• [Quoted passage]
* begin *
Children Are Born Curious

A Lesson in Teaching to the Test, From E.B. White

March 7, 2012, 3:11 p.m.
In a recent quixotic attempt to broaden our kids’ horizons beyond Hogwarts during evening story hour, we turned to E.B. White, whose crystal-clear style, arrow-straight moral compass and trenchant sense of the ironic, coupled with great storytelling gifts, make him a superb choice for both children and adults.
New Yorkers in particular have found again and again that his writings have anticipated the talk of the day, so we should have predicted that his perspective would illuminate current debates over the importance of quantifying student progress and teacher performance. White’s wonderful book about a mute swan given voice by a trumpet stolen for him by his father, “The Trumpet of the Swan,” contains the following passage that in a few paragraphs beautifully evokes the elementary-school classroom of yesteryear – and, we should all hope, of tomorrow. (The episode is at the close of the chapter entitled “School Days.”)
The fifth-graders were having a lesson in arithmetic, and their teacher, Miss Annie Snug, greeted Sam with a question.
“Sam, if a man can walk three miles in one hour, how many miles can he walk in four hours?”
“It would depend on how tired he got after the first hour,” replied Sam.
* end *
• [Written task A]
Print the lines of the records starting at the line containing "outline --target=car windshield" and ending at the line containing "371), (805, 378)]", reproducing them exactly.
The text has no connection to the records.

• [Records]
* begin *
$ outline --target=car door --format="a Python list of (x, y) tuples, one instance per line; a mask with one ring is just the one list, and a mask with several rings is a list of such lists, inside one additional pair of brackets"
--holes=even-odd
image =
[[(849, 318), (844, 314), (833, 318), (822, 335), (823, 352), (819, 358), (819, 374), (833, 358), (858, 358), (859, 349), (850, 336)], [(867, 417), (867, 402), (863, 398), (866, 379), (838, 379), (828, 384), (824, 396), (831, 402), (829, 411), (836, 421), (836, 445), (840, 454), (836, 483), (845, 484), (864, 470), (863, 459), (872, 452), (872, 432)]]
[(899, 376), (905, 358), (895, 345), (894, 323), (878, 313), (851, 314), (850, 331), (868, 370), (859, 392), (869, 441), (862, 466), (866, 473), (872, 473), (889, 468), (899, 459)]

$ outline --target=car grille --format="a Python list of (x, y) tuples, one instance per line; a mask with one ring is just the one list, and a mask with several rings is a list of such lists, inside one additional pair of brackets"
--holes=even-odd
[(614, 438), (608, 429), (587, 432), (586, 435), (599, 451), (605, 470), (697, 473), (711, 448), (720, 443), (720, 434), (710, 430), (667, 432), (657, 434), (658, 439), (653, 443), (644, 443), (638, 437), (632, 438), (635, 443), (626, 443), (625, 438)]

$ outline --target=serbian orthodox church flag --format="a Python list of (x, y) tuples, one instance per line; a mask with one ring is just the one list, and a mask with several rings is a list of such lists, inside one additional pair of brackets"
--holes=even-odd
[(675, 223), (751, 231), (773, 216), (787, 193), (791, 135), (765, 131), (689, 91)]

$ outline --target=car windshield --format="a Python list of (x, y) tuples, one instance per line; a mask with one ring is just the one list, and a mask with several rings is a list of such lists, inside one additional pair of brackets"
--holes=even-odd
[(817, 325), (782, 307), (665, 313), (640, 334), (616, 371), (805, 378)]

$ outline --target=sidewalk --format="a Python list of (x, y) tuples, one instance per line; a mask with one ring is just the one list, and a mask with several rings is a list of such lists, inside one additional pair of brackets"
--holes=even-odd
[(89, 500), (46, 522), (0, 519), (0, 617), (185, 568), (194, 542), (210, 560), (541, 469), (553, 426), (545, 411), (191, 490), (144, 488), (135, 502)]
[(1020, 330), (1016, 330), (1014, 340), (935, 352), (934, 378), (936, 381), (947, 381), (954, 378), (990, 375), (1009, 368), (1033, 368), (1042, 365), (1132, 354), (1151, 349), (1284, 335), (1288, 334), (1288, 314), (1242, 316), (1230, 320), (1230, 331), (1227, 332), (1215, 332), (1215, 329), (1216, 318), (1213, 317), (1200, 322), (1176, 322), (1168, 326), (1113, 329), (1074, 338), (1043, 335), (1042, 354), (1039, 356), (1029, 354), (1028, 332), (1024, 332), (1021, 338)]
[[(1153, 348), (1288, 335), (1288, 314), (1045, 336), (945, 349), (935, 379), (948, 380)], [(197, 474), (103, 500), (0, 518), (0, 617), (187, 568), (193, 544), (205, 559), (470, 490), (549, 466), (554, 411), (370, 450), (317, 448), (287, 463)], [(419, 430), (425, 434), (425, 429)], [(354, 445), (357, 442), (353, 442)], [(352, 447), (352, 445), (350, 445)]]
* end *
• [Written task B]
In the E.B. White piece, what is the name of the fifth-graders' teacher?

• [Task solution A]
$ outline --target=car windshield --format="a Python list of (x, y) tuples, one instance per line; a mask with one ring is just the one list, and a mask with several rings is a list of such lists, inside one additional pair of brackets"
--holes=even-odd
[(817, 325), (782, 307), (665, 313), (640, 334), (616, 371), (805, 378)]

• [Task solution B]
Miss Annie Snug